TASK OBJECTIVE:
Return all the entries. Match them word for word.

------

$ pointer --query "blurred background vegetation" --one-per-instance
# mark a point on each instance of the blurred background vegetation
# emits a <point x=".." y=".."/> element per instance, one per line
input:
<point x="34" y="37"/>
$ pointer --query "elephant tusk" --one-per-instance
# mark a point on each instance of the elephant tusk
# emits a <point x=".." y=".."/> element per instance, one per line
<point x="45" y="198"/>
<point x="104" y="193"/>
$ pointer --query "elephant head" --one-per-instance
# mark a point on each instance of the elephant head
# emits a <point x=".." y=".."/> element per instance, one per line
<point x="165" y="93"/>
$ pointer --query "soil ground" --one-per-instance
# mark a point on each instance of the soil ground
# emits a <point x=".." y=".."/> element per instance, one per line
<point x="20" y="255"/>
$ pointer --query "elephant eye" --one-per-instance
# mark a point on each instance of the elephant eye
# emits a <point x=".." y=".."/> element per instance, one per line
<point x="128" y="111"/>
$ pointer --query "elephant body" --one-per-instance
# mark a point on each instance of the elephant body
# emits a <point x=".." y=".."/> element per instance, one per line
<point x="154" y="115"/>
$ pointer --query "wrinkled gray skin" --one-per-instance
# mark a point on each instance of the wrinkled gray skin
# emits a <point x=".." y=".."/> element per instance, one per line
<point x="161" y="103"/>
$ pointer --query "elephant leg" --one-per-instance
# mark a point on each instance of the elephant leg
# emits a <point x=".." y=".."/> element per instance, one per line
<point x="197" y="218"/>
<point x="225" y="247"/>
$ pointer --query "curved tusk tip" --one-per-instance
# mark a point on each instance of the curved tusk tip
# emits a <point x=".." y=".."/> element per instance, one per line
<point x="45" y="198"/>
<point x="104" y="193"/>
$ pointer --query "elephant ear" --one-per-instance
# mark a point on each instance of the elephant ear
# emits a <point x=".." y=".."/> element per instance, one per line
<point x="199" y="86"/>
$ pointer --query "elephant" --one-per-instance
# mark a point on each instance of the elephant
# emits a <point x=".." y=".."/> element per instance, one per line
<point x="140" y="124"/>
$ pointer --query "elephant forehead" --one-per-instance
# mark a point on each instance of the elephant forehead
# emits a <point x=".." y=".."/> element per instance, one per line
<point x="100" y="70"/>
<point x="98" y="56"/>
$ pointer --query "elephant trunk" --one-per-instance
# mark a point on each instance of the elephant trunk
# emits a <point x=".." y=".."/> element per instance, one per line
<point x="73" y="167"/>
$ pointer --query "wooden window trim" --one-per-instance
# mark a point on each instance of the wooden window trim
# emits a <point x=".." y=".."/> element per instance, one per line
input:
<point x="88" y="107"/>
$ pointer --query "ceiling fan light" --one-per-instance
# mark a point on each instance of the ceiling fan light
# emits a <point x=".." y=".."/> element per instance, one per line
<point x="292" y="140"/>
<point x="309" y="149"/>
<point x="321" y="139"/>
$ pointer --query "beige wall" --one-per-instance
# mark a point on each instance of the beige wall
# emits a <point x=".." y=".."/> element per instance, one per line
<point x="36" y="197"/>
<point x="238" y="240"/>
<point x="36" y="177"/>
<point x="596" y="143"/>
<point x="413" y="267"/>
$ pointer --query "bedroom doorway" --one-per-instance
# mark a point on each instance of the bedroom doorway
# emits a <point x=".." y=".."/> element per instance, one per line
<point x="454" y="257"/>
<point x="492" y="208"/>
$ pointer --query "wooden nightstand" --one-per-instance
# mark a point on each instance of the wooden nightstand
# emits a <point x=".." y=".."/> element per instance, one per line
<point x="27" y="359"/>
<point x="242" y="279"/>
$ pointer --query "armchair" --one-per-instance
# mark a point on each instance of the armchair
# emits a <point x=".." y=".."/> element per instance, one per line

------

RESPONSE FOR THIS EXERCISE:
$ pointer --query "blurred background vegetation" --one-per-instance
# mark a point on each instance of the blurred background vegetation
# emits a <point x=".." y=".."/> element per instance, one per line
input:
<point x="34" y="37"/>
$ pointer --query "elephant tusk" --one-per-instance
# mark a point on each instance of the elephant tusk
# emits a <point x=".." y=".."/> element per instance, one per line
<point x="45" y="198"/>
<point x="104" y="193"/>
$ pointer --query "elephant head" --one-per-instance
# mark a point on each instance of the elephant head
# emits a <point x=".." y=".."/> element per instance, one per line
<point x="165" y="93"/>
$ pointer --query "soil ground" --one-per-instance
# mark a point on each instance of the soil ground
# emits a <point x=".." y=".."/> element per instance, one per line
<point x="20" y="255"/>
$ pointer --query "elephant eye" --one-per-instance
# mark a point on each instance of the elephant eye
# emits a <point x=".." y=".."/> element per instance, one per line
<point x="128" y="111"/>
$ pointer --query "elephant body" --one-per-instance
# mark a point on each instance of the elephant body
# emits a <point x=".." y=".."/> element per instance, one per line
<point x="154" y="115"/>
$ pointer --query "wrinkled gray skin" --one-per-instance
# mark a point on each instance of the wrinkled gray skin
# emits a <point x=".." y=".."/> element per instance, one per line
<point x="161" y="103"/>
$ pointer --query "elephant leg" --one-per-instance
# mark a point on each instance of the elephant leg
# emits a <point x=".." y=".."/> element per instance, one per line
<point x="197" y="218"/>
<point x="225" y="247"/>
$ pointer --query "curved tusk tip" --one-per-instance
# mark a point on each instance of the curved tusk tip
# emits a <point x=".." y=".."/> element per instance, one per line
<point x="45" y="198"/>
<point x="104" y="193"/>
$ pointer --query "elephant ear" --one-per-instance
# mark a point on each instance of the elephant ear
# emits a <point x=".." y=".."/> element per instance, one per line
<point x="199" y="86"/>
$ pointer --query "elephant" --one-per-instance
# mark a point on each instance of the elephant
# emits a <point x=".." y=".."/> element per instance, one per line
<point x="140" y="124"/>
$ pointer --query "elephant forehead" --one-per-instance
# mark a point on each instance of the elephant forehead
# emits a <point x=".." y=".."/> element per instance, one per line
<point x="100" y="70"/>
<point x="98" y="56"/>
$ pointer --query "elephant trunk" --one-per-instance
# mark a point on each instance of the elephant trunk
# emits a <point x=".." y=".."/> element per instance, one per line
<point x="73" y="167"/>
$ pointer --query "wooden window trim" --one-per-instance
# mark a point on each instance of the wooden window trim
# emits a <point x=".." y=".."/> element per instance, one per line
input:
<point x="88" y="107"/>
$ pointer --query "ceiling fan light" --one-per-instance
# mark a point on each instance of the ceiling fan light
# emits a <point x=".." y=".."/> element per instance, one per line
<point x="292" y="140"/>
<point x="309" y="149"/>
<point x="321" y="139"/>
$ pointer --query "beige wall" --one-per-instance
# mark a point on each instance of the beige wall
# emits a <point x=".." y=".."/> element per instance, one per line
<point x="36" y="197"/>
<point x="238" y="240"/>
<point x="36" y="177"/>
<point x="596" y="143"/>
<point x="413" y="267"/>
$ pointer --query "bedroom doorway" --one-per-instance
# mark a point on each instance of the bedroom doorway
# emits a <point x=".." y=".."/> element per instance, one per line
<point x="454" y="257"/>
<point x="492" y="208"/>
$ pointer --query "wooden nightstand" --one-per-instance
# mark a point on each instance of the wooden nightstand
# emits a <point x=".." y=".."/> element per instance, one per line
<point x="27" y="359"/>
<point x="242" y="279"/>
$ pointer --query "armchair" --one-per-instance
# mark a point on each instance of the armchair
# emits a <point x=".." y=".."/> element per instance, one per line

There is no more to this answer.